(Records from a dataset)

════════

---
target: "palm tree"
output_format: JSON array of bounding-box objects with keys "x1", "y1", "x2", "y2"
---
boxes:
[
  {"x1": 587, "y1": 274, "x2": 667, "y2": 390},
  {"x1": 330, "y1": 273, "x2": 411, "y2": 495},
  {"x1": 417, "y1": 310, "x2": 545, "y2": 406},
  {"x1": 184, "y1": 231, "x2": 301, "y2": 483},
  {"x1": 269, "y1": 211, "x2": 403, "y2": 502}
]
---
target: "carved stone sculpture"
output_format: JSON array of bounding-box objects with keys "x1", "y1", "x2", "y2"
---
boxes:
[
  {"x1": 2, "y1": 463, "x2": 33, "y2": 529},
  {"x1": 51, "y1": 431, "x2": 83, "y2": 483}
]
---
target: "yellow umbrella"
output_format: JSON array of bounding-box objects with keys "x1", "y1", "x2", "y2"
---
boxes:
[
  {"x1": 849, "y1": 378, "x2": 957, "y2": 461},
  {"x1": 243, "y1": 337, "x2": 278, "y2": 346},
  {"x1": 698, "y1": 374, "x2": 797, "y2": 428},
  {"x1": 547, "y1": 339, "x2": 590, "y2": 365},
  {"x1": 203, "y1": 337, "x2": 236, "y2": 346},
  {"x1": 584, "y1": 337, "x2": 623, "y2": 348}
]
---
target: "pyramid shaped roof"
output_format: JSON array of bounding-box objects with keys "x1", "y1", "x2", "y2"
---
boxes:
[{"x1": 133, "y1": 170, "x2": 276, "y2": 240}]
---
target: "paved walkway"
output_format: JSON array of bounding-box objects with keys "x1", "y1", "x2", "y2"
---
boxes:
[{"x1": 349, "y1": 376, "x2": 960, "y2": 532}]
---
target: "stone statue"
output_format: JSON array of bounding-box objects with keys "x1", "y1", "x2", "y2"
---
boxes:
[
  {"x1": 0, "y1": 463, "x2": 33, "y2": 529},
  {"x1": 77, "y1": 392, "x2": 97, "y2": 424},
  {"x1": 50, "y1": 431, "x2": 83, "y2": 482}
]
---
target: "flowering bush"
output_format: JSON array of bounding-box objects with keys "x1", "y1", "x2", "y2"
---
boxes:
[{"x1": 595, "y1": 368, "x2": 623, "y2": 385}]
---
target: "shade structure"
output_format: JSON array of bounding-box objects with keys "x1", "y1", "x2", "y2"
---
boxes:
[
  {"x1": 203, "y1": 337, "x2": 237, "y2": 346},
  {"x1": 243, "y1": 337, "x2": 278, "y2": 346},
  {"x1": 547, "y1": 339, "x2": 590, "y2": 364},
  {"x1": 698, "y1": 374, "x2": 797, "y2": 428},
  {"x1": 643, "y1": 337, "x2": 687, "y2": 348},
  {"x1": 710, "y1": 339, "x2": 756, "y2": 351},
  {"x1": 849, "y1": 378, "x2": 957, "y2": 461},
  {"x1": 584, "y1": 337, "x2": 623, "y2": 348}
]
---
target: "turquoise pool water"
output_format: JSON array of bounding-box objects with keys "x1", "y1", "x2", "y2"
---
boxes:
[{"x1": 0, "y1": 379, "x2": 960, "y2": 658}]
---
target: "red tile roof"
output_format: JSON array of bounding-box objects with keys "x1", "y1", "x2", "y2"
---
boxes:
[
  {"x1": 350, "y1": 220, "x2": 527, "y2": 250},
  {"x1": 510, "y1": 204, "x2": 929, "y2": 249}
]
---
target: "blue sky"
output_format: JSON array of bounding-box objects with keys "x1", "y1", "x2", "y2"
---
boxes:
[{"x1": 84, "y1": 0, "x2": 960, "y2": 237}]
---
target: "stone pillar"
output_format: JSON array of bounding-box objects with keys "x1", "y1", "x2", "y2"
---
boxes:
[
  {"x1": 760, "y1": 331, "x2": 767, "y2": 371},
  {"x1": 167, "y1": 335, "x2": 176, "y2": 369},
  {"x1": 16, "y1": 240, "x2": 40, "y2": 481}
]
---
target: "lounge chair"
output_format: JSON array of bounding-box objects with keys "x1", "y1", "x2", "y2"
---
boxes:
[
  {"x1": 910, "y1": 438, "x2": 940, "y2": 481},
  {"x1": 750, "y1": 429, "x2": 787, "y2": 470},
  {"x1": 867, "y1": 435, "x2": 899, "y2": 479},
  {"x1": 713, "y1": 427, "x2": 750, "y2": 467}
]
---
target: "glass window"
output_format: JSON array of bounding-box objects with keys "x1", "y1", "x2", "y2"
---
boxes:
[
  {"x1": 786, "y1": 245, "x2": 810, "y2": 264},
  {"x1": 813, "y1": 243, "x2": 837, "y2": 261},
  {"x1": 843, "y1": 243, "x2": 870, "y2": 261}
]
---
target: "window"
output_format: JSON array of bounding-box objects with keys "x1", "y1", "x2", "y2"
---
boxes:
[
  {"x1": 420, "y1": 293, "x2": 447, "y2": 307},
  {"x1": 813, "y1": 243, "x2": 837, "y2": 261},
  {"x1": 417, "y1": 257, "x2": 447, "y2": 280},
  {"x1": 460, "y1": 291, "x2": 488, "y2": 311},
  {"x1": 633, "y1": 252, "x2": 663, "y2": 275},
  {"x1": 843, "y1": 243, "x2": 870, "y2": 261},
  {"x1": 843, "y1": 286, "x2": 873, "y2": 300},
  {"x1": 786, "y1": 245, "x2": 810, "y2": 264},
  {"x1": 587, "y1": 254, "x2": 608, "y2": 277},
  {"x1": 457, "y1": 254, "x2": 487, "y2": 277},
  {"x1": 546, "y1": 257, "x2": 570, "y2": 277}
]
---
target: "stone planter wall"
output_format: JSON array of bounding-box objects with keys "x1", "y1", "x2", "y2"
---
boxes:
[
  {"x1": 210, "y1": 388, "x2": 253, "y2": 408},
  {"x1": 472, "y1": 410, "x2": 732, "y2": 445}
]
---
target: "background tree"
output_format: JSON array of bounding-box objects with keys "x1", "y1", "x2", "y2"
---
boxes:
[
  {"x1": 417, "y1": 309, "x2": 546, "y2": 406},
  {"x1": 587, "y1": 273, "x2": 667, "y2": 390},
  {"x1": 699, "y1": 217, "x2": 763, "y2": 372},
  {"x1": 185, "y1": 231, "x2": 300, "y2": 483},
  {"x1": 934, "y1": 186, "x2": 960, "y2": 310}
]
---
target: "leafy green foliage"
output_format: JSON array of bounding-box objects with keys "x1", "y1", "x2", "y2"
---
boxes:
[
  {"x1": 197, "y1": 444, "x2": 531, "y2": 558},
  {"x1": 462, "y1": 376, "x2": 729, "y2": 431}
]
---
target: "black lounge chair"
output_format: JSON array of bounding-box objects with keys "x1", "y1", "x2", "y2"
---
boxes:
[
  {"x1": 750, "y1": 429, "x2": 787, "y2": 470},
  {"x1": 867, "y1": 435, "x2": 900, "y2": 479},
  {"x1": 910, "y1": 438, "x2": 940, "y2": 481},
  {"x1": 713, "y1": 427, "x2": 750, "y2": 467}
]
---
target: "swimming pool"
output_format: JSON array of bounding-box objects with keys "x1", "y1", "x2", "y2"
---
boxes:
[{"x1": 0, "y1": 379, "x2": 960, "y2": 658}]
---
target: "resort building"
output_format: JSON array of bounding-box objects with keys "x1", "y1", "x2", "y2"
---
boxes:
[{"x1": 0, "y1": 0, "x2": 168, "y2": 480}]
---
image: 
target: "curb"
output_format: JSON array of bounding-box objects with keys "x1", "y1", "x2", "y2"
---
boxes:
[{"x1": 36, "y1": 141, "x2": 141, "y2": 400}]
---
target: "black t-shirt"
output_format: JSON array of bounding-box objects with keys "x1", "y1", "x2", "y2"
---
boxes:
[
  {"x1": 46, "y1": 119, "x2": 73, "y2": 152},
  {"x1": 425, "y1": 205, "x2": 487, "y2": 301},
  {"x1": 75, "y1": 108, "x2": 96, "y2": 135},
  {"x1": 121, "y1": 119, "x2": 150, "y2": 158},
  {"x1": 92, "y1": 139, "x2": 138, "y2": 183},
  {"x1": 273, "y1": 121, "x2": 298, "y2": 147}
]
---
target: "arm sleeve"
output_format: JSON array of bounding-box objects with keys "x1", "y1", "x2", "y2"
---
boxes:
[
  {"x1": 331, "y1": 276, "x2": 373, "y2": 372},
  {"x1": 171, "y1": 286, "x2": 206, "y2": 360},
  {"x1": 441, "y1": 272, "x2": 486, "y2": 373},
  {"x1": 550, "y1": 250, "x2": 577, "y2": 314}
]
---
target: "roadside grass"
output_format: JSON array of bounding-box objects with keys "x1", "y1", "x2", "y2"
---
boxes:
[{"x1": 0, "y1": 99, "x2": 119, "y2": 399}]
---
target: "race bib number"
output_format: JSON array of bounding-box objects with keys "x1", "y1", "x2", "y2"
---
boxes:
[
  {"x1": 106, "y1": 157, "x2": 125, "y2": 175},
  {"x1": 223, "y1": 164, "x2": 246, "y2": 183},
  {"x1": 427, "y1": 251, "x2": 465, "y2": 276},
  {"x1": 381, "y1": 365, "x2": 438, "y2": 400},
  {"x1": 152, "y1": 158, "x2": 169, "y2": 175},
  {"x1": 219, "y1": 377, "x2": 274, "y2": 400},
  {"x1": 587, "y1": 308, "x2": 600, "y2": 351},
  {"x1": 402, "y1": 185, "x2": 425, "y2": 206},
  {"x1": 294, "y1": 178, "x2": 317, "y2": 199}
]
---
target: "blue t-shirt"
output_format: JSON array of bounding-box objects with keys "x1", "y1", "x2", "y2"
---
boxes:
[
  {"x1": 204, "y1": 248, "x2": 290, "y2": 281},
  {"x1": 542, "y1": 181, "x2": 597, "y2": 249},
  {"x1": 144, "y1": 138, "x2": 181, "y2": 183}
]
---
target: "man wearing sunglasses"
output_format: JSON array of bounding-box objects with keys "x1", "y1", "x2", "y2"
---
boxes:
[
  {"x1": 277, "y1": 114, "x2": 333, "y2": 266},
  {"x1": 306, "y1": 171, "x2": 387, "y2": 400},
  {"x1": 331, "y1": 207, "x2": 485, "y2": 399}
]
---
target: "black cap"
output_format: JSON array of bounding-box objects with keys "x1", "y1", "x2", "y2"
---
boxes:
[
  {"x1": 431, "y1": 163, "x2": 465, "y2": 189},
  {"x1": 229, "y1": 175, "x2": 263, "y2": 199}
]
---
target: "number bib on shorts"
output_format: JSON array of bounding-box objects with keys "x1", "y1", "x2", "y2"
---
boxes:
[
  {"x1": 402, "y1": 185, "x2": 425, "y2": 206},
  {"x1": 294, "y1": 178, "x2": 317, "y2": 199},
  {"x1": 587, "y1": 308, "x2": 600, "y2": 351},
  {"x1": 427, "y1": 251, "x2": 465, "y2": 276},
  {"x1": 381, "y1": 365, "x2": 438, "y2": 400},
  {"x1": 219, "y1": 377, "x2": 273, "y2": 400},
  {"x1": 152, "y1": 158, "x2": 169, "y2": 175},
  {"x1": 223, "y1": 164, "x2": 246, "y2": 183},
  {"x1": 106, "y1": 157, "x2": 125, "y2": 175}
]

════════

Filter the data above down to the lines that contain the string "roof", copying each of them. Case counts.

**The solution**
target: "pyramid shaped roof"
target: "red tile roof"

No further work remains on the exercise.